-- WORK TO DO --
Only the lines from the one with "Please mark the louvered" onward are wanted, through the last line of the entries, set down exactly.

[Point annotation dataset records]
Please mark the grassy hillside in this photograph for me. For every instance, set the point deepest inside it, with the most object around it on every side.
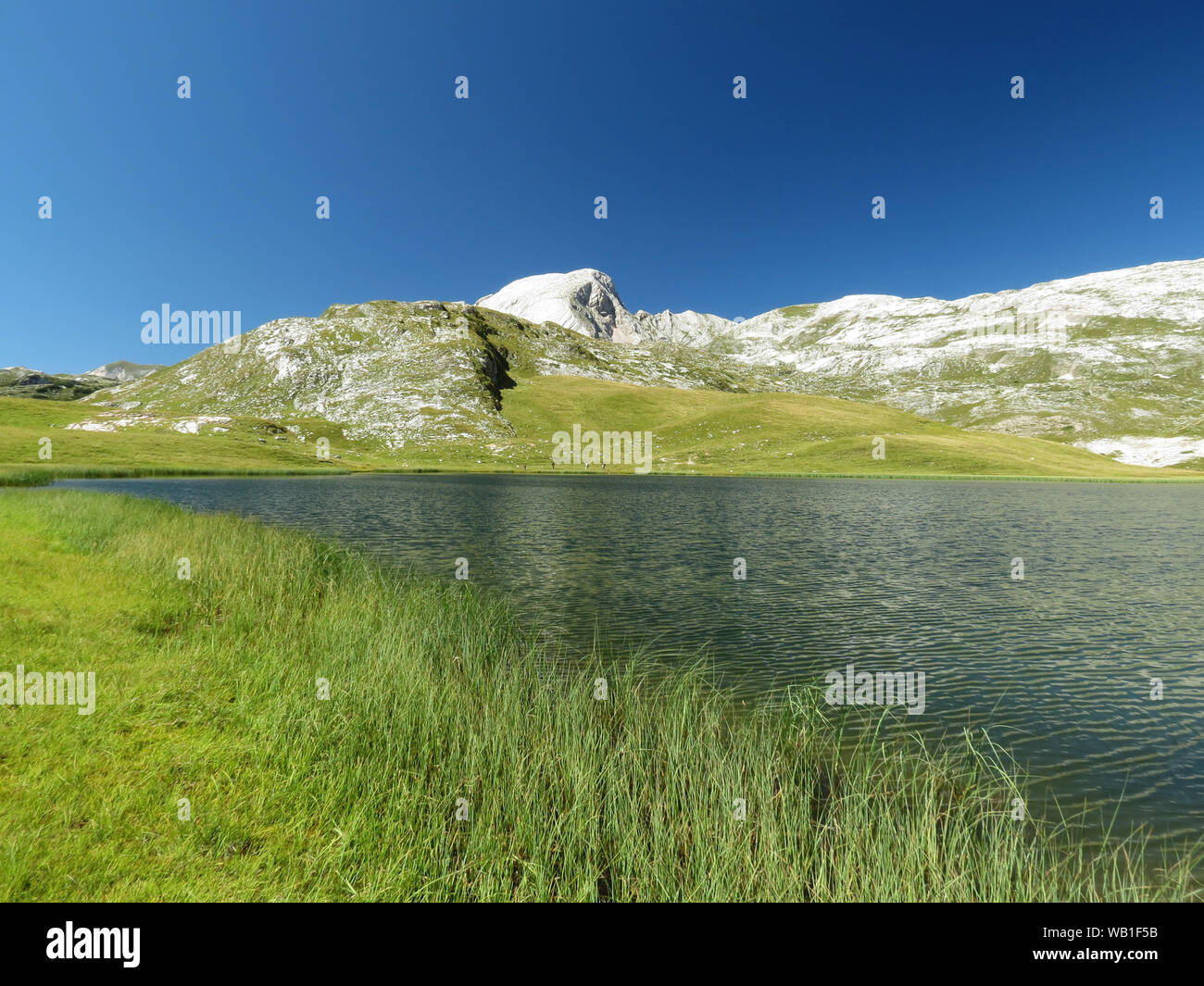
(709, 431)
(207, 692)
(694, 431)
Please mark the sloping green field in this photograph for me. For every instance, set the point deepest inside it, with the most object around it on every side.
(694, 431)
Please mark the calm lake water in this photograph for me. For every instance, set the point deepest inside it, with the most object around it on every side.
(886, 574)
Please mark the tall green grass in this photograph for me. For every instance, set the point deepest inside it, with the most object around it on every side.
(207, 692)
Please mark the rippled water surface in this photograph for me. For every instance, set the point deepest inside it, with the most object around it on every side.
(909, 576)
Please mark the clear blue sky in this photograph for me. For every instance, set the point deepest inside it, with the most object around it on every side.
(718, 205)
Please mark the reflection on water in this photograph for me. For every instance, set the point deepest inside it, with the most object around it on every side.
(885, 574)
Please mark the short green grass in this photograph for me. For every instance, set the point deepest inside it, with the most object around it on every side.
(694, 432)
(207, 692)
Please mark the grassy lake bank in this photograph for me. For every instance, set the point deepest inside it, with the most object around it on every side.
(458, 756)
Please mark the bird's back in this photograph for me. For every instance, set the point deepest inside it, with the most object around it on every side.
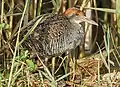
(53, 36)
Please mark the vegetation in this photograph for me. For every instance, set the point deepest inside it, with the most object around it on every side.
(97, 67)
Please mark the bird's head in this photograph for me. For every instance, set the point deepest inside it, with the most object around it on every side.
(78, 16)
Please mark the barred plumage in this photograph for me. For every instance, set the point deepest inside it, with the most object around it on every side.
(54, 35)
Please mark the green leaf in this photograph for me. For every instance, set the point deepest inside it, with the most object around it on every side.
(4, 26)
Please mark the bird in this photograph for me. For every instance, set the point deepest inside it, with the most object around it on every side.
(56, 33)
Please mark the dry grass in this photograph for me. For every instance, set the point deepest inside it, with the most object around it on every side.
(99, 68)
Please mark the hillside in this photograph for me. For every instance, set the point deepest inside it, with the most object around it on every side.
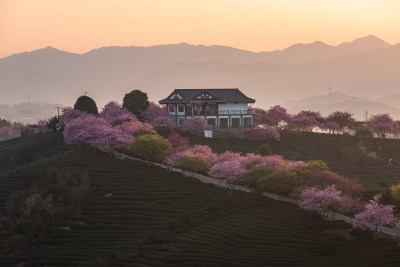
(327, 147)
(147, 216)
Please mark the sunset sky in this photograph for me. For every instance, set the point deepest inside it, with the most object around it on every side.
(257, 25)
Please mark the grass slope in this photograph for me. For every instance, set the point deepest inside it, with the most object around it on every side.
(142, 215)
(327, 147)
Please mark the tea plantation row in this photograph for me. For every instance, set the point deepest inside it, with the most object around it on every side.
(327, 147)
(141, 215)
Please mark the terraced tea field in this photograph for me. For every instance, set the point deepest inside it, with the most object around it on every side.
(327, 147)
(141, 215)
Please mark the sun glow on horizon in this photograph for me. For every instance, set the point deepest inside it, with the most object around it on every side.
(258, 25)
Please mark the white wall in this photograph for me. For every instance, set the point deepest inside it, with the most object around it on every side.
(232, 106)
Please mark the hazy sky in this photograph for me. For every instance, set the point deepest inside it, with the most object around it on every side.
(258, 25)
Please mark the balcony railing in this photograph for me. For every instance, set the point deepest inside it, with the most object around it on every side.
(235, 112)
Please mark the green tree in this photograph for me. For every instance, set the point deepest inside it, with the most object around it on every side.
(87, 104)
(136, 102)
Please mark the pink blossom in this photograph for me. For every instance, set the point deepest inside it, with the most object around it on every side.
(195, 124)
(178, 141)
(319, 199)
(230, 171)
(42, 124)
(276, 115)
(20, 126)
(381, 124)
(227, 156)
(261, 132)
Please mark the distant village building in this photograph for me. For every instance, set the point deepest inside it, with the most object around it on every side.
(221, 108)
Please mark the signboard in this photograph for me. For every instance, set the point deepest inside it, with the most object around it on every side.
(208, 133)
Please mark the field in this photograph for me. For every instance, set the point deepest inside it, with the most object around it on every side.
(142, 215)
(327, 147)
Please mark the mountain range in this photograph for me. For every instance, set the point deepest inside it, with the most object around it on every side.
(366, 67)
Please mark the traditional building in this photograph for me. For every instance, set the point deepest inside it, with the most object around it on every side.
(221, 108)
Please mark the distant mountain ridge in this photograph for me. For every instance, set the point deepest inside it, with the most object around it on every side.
(365, 67)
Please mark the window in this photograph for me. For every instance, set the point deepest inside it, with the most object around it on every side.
(223, 123)
(188, 109)
(181, 120)
(211, 121)
(213, 109)
(235, 122)
(247, 122)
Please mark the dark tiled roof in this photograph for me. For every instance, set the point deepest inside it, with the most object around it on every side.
(218, 95)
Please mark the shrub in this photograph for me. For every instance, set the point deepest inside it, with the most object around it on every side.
(136, 102)
(199, 162)
(264, 150)
(149, 146)
(86, 104)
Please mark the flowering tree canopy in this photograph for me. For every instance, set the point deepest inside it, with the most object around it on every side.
(319, 199)
(381, 124)
(113, 111)
(375, 215)
(158, 116)
(178, 141)
(195, 124)
(261, 132)
(42, 124)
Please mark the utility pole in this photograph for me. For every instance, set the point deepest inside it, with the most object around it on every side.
(330, 94)
(58, 111)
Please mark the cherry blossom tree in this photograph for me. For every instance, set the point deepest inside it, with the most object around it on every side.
(42, 124)
(319, 199)
(158, 116)
(178, 142)
(113, 111)
(381, 124)
(262, 132)
(229, 171)
(375, 215)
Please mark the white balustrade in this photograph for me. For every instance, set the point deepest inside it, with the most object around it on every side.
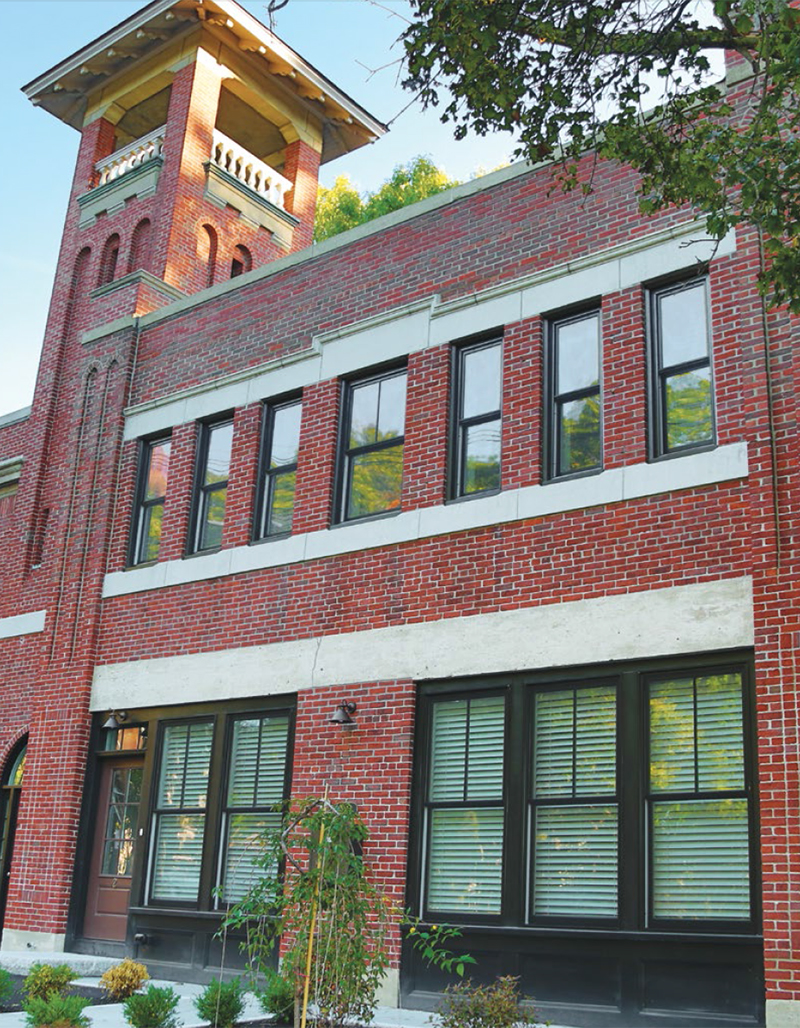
(131, 156)
(249, 170)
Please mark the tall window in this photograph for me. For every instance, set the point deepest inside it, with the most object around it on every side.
(682, 396)
(477, 401)
(279, 469)
(180, 811)
(573, 423)
(618, 800)
(256, 785)
(151, 491)
(212, 484)
(373, 431)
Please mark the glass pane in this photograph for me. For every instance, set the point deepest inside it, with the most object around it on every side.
(391, 419)
(214, 518)
(700, 859)
(684, 326)
(363, 418)
(481, 456)
(282, 503)
(159, 466)
(671, 736)
(688, 408)
(579, 436)
(151, 531)
(177, 856)
(466, 860)
(243, 847)
(577, 357)
(218, 461)
(720, 733)
(575, 861)
(376, 479)
(481, 370)
(286, 435)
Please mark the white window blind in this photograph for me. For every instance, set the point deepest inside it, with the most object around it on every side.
(465, 849)
(180, 812)
(700, 840)
(575, 849)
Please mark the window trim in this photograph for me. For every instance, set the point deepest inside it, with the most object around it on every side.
(656, 419)
(551, 401)
(343, 454)
(459, 425)
(634, 864)
(267, 476)
(145, 449)
(200, 490)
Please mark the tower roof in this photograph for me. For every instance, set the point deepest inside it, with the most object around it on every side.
(65, 89)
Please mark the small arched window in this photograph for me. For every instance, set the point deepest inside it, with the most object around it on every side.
(207, 251)
(140, 247)
(109, 260)
(242, 261)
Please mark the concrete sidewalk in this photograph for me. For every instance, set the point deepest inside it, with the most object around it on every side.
(110, 1016)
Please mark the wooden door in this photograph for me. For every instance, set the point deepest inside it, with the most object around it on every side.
(114, 849)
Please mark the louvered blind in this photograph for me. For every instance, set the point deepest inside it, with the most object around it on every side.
(575, 847)
(465, 841)
(178, 856)
(700, 846)
(258, 762)
(700, 859)
(182, 786)
(576, 860)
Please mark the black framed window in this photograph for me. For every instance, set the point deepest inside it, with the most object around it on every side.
(256, 786)
(212, 484)
(682, 387)
(573, 404)
(151, 492)
(616, 799)
(477, 401)
(279, 469)
(179, 813)
(372, 442)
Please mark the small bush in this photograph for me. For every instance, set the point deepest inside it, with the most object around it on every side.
(152, 1008)
(44, 981)
(6, 986)
(57, 1012)
(468, 1005)
(221, 1002)
(278, 997)
(123, 979)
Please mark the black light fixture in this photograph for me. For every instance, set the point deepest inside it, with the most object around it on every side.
(114, 720)
(341, 716)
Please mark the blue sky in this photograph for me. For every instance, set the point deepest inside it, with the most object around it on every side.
(339, 37)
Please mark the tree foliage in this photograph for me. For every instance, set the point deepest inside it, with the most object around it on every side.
(570, 77)
(342, 207)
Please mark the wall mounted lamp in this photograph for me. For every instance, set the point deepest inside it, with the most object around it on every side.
(342, 713)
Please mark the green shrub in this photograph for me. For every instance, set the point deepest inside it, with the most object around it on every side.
(6, 986)
(44, 981)
(468, 1005)
(57, 1012)
(278, 997)
(123, 979)
(221, 1002)
(152, 1008)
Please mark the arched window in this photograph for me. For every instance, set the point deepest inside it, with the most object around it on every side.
(242, 261)
(207, 251)
(140, 247)
(109, 259)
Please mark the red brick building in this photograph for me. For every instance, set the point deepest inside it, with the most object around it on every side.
(513, 473)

-- WORKED ANSWER --
Please mark the louvered blind in this photograph for me. For every instance, set the point deepest inside it, with the most object around it on every side.
(575, 847)
(465, 841)
(178, 856)
(700, 846)
(258, 762)
(700, 859)
(182, 786)
(576, 860)
Please mark the black framed window in this photograph for me. For every instance, set the point deepest inside it, with the most object around it on every side.
(256, 786)
(212, 484)
(682, 387)
(573, 404)
(151, 492)
(616, 799)
(477, 401)
(279, 469)
(179, 813)
(372, 442)
Please mark the small bush in this photograph for me. For every instance, set the point deepest inside it, with the most object around it on every side.
(152, 1008)
(44, 981)
(6, 986)
(57, 1012)
(468, 1005)
(221, 1002)
(278, 997)
(123, 979)
Please mark the black light fixture in this photograph for me. For every instance, set the point deepest inside it, with the most object around it on every side.
(114, 720)
(341, 716)
Please mark the blue sky in this photograph for me. For every instance, set the point deepest inside it, with the most object around it on every side.
(339, 37)
Please mark the tree foliage in this photograph for me. For every instance, set the point deepest inside it, with the most object around it on every side.
(570, 77)
(342, 207)
Please mark the wall mounted lamp in this photograph for me. For every instance, set the point deepest inside it, with the most object around it on every side.
(342, 713)
Please mark the green shrub in this photograph for me. For every instance, set the point deepest inside it, with the most object around it on every side.
(6, 986)
(44, 981)
(468, 1005)
(57, 1012)
(278, 997)
(123, 979)
(221, 1002)
(152, 1008)
Please mark the arched window in this photograph for me. For every instance, set the point deepest inside it, with the most object around it on every side.
(242, 261)
(207, 251)
(140, 247)
(109, 259)
Please mark the red brick building in this photograph for me. For every instance, set the point deepest inside it, with the most object around it on every side.
(513, 473)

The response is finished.